◆ **TEXT PASSAGE**
--
Indian train engineer

Mumtaz née Maqsood Ahmed Kazi, also popularly known as Mumtaz M. Kazi, is an Indian train engineer who is also regarded as the first Indian woman to drive a diesel engine train. She is also Asia's first woman locomotive driver after Surekha Yadav. She was awarded the Nari Shakti Puraskar in March 2017, coinciding the International Women's Day, by then Indian President Pranab Mukherjee.

== Early life ==
Kazi was born and raised up in Mumbai, the commercial capital of the Maharashtra state, and hails from an orthodox Muslim family. She graduated from the Seth Anandilal Rodar High School in Santacruz in 1989. Her father, Allarakhu Ismail Kathwala, served as an employee in the Indian Railways. Mumtaz followed in her father's footsteps and pursued a career as a full time train driver. However, she was initially not allowed by her father to take a job in the Railways department; he told her to complete the course in Medical Laboratory Technology, but Mumtaz later convinced him to change his mind.
--
◆ **GIVEN RECORDS**
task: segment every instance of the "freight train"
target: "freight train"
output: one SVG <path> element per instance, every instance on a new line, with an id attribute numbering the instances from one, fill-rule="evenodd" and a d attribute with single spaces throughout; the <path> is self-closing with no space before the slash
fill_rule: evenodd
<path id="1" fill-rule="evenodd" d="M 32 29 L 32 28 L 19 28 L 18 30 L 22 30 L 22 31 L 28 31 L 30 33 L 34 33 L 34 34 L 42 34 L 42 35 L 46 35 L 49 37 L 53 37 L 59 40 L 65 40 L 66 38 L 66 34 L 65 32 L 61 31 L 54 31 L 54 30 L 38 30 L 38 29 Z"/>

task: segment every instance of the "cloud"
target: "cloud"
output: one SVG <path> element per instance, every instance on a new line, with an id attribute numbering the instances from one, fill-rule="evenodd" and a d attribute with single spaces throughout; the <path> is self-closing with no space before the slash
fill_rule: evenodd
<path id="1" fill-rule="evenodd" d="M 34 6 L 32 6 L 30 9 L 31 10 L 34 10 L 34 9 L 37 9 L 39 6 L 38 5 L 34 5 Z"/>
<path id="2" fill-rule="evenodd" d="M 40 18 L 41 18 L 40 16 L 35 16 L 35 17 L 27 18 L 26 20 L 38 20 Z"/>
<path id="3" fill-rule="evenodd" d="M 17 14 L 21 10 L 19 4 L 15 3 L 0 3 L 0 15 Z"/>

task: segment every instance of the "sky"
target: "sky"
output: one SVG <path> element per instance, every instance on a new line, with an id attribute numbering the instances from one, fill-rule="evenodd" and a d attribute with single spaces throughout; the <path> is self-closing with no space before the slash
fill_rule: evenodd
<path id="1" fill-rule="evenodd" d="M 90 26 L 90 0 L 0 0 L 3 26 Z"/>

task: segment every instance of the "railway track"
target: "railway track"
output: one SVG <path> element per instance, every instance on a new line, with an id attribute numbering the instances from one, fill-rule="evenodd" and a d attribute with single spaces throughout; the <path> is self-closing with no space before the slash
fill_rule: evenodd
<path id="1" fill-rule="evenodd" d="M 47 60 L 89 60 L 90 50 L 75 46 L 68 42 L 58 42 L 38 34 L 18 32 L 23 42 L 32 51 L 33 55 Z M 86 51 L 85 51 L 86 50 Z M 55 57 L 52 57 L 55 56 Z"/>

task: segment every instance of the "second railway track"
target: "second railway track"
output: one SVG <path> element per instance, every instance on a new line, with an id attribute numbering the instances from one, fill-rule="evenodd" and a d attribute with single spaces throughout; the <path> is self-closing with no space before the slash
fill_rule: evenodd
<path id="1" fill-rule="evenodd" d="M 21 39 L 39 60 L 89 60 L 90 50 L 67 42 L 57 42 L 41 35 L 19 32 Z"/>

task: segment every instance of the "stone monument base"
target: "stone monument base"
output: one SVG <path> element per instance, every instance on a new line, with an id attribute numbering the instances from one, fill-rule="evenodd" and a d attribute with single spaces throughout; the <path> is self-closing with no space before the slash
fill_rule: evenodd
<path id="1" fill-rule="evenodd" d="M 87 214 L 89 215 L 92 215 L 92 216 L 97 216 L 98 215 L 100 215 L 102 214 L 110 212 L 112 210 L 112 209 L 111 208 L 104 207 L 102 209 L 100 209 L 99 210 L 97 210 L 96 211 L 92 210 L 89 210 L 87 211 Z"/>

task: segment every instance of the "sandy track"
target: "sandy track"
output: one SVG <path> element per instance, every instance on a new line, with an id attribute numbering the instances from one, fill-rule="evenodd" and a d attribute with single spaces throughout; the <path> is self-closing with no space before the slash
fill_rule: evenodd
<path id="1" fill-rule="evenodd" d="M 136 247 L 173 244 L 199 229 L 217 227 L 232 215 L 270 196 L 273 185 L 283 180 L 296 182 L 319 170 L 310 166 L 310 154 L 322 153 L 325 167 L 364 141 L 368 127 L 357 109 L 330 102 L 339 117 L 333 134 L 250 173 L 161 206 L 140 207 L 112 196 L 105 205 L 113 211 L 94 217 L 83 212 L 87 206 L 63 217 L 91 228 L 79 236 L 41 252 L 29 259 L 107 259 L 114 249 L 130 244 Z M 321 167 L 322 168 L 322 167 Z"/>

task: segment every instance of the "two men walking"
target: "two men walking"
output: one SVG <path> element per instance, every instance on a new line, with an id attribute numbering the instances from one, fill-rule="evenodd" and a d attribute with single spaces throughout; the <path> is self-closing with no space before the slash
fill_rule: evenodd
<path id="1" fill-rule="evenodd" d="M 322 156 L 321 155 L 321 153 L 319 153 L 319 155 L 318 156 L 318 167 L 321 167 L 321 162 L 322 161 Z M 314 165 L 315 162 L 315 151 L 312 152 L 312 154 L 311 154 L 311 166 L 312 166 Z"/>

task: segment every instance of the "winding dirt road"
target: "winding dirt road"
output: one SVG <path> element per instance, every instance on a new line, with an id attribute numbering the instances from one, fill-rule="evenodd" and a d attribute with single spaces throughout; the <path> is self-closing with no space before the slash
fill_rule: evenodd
--
◆ **SET OF TASKS**
1. In the passage on the Indian train engineer Mumtaz Kazi, which school did she graduate from in 1989?
2. Write the next part of the passage on Mumtaz Kazi, starting after its last sentence.

◆ **SOLVED PROBLEMS**
1. Seth Anandilal Rodar High School in Santacruz.

2.
== Career ==
After her graduation in 1989, she applied for the post of engine driver. She started driving trains at the age of 20, in 1991, and was recognised by the Limca Book of Records as the second Asian female locomotive driver in 1995, first being Surekha Yadav of Maharashtra itself.

She was promoted from ALP-diesel to second motorwoman in 2005. After that she piloted the local trains on India's first and most congested railway route, the Chhatrapati Shivaji Maharaj Terminus - Thane section, until 2023.

She received Nari Shakti Puraskar award, an annual award recognizing the achievements of women in India. She also received Railway General Manager Award in 2015 from the Indian Railways.

== Personal life ==
She married electrical engineer Maqsood Kazi.